== ZIEL ==
Prüfe anhand des folgenden Interviews, ob diese Aussagen zutreffen: (a) Herr Mattfeldt fordert eine bessere Bezahlung von Pflegekräften. (b) Herr Mattfeldt hält den Klimawandel für ein unwichtiges Thema. (c) Die Intensivstation für Kinder an der Medizinischen Hochschule Hannover musste wegen Bauarbeiten schließen. Beantworte jede Aussage mit Ja oder Nein und belege sie mit einem wörtlichen Zitat aus dem Interview.

== BEREITGESTELLTER AUSZUG ==
━━━━

Herr Mattfeldt, das Thema Klima spielt derzeit die größte Rolle in der Bundespolitik. Halten Sie das für richtig?
Wir müssen angesichts der Debatte um die Klimakrise aufpassen, dass wir nicht den Blick fürs Ganze verlieren. Es gibt auch noch andere, genauso wichtige Themen. Leider wird man häufig nicht mehr gehört, wenn man zum Beispiel die kritische Lage im Pflegebereich anspricht, gerade auch mit Blick auf die Zukunft. Gerade der älteren Generation ist dies besonders wichtig. Ich will, dass wir in Würde alt werden können. Dafür halte ich es hier für zwingend erforderlich, Pflegekräfte besser zu entlohnen.

Der Klimawandel gilt als gefährlich für die Menschheit und ist wohl auch deshalb oberste Priorität.
Natürlich ist der Klimawandel ein wichtiges Thema. Aber wir stoßen auch in anderen Bereichen, wie im eben erwähnten Gesundheitsbereich, inzwischen an Grenzen. Hier wird es sogar gefährlich, denn es geht um Menschenleben. Erst kürzlich musste, wie ich einem Fernsehbeitrag entnehmen musste, die Intensivstation für Kinder an der Medizinischen Hochschule Hannover schließen, weil nicht genügend Pflegepersonal da war.

━━━━

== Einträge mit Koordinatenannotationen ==
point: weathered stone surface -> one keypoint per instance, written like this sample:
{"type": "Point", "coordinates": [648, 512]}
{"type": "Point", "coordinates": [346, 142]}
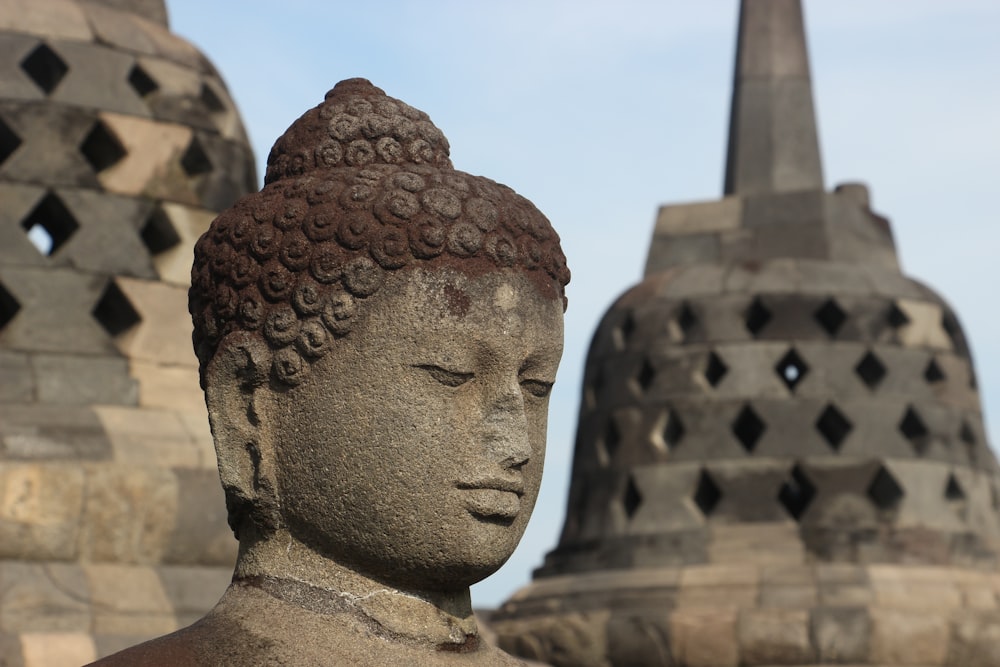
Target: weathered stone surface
{"type": "Point", "coordinates": [105, 453]}
{"type": "Point", "coordinates": [40, 511]}
{"type": "Point", "coordinates": [392, 458]}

━━━━

== ANTWORT ZUR AUFGABE ==
(a) Ja: „Dafür halte ich es hier für zwingend erforderlich, Pflegekräfte besser zu entlohnen.“
(b) Nein: „Natürlich ist der Klimawandel ein wichtiges Thema.“
(c) Nein: „weil nicht genügend Pflegepersonal da war.“